(Stored dataset items)
[start]

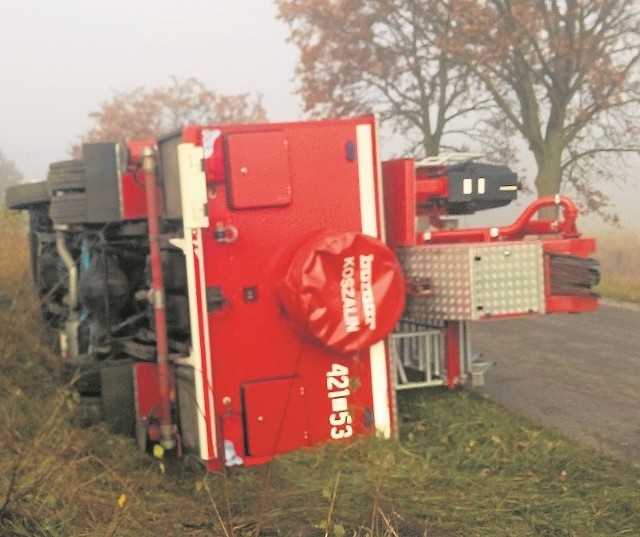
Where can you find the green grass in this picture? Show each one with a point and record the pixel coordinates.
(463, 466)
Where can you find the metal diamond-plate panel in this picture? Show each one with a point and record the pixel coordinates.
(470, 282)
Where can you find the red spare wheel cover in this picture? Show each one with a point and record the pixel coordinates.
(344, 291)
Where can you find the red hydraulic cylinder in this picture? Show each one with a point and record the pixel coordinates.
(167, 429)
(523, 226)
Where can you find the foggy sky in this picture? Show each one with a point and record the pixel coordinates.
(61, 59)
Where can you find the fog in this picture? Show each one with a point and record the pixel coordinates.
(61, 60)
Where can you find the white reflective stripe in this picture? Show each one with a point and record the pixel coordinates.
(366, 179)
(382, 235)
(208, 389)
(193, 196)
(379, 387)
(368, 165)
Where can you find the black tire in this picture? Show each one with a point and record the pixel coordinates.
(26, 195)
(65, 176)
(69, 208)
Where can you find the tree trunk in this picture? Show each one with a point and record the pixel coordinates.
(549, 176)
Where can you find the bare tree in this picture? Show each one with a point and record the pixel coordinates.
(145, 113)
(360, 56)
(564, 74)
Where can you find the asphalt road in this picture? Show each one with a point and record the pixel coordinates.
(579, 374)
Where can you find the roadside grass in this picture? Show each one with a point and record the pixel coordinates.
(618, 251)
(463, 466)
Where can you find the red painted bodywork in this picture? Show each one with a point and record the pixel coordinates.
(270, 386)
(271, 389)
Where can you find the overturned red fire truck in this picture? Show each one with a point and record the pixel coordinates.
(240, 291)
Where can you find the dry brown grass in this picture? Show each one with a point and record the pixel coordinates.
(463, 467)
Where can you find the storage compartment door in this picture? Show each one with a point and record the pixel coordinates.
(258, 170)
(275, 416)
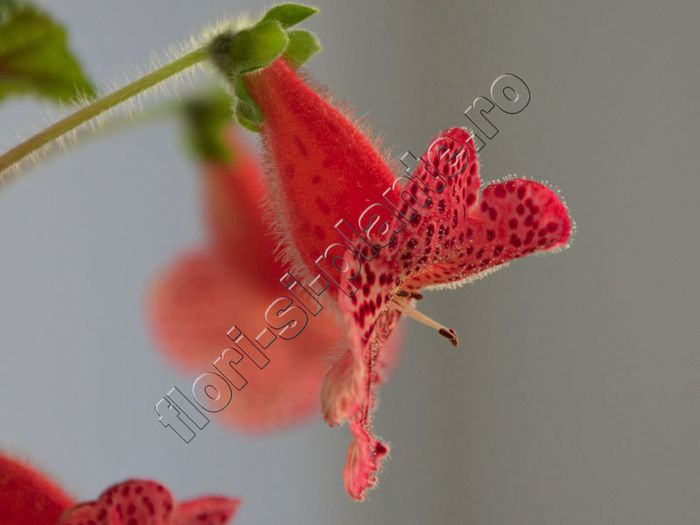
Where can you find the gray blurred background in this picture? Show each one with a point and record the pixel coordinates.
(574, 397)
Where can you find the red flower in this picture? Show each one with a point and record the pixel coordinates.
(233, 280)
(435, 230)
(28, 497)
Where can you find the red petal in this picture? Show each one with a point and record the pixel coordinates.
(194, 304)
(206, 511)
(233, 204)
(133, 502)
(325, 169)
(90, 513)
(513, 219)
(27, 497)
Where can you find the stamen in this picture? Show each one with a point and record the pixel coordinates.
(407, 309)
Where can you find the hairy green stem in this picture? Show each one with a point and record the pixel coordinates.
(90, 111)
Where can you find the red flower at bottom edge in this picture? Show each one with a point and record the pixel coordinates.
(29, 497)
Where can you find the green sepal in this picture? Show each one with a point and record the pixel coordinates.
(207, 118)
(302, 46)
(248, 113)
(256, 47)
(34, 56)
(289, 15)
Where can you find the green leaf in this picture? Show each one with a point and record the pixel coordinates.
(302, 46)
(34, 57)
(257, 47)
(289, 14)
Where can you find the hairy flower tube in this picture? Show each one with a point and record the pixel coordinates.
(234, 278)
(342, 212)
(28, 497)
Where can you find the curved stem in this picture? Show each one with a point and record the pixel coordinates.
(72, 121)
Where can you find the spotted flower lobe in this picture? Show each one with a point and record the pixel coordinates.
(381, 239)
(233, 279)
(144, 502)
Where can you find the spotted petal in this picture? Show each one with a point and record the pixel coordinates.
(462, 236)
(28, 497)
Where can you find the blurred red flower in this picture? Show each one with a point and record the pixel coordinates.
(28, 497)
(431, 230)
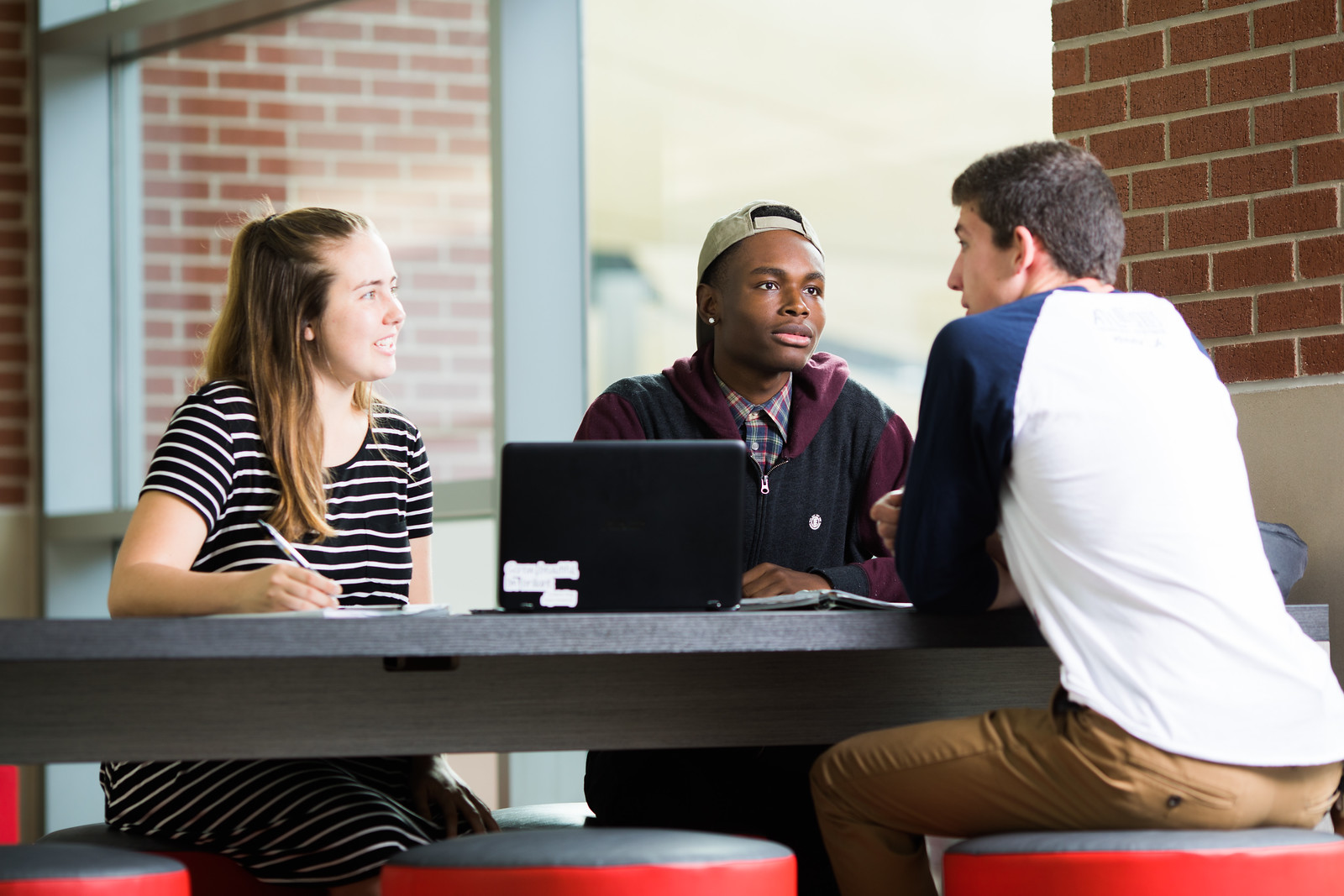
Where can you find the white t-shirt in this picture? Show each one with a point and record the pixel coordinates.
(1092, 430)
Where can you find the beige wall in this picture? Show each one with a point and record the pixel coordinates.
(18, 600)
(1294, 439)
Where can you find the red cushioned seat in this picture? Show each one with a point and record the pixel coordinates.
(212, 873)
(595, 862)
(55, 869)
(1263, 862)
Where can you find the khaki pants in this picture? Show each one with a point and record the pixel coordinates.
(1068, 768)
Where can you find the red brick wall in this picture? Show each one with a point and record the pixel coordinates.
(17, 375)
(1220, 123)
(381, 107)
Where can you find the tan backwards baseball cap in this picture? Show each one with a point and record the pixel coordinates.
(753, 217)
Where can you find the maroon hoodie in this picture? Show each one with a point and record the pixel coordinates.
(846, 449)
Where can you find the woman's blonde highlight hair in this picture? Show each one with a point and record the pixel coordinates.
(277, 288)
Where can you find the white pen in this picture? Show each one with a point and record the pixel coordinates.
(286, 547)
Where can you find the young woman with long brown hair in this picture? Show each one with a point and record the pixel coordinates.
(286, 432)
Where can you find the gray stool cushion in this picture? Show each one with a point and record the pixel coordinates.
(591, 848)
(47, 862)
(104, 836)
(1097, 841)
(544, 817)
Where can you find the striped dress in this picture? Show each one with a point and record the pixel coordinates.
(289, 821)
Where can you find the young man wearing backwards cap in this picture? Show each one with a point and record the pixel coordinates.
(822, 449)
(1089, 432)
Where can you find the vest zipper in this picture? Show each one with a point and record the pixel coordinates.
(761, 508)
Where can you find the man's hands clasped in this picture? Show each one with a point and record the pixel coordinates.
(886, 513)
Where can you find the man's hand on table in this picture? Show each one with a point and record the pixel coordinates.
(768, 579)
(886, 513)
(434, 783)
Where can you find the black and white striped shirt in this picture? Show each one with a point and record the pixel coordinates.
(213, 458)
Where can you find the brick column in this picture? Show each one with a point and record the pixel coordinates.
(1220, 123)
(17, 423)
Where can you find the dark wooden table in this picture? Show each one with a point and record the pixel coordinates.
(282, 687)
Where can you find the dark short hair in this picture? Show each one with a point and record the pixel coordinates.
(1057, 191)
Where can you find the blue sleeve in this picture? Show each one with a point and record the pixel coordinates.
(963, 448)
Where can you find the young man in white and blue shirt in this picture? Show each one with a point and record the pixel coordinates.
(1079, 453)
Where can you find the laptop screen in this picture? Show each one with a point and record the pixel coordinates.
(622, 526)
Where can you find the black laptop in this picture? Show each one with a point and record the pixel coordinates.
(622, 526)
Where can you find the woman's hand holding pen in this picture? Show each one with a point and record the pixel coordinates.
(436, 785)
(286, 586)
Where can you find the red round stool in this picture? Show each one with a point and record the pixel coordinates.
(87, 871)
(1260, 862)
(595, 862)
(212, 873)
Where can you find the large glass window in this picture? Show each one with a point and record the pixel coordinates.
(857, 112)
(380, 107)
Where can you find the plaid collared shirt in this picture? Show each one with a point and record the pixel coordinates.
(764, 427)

[end]

→ WHAT YOU NEED TO DO: Start at the line containing "Where can you find the large" and continue through the end of the items, writing each line out again with its request text. Shift every pixel coordinate in the answers up by 4.

→ REPLY:
Where can you find the large glass window in this picture? Show each one with a point and record the pixel coordinates.
(861, 116)
(384, 111)
Where can you find the plaid collared shirt in this picture? Show each one with a point and record the pixel coordinates.
(768, 431)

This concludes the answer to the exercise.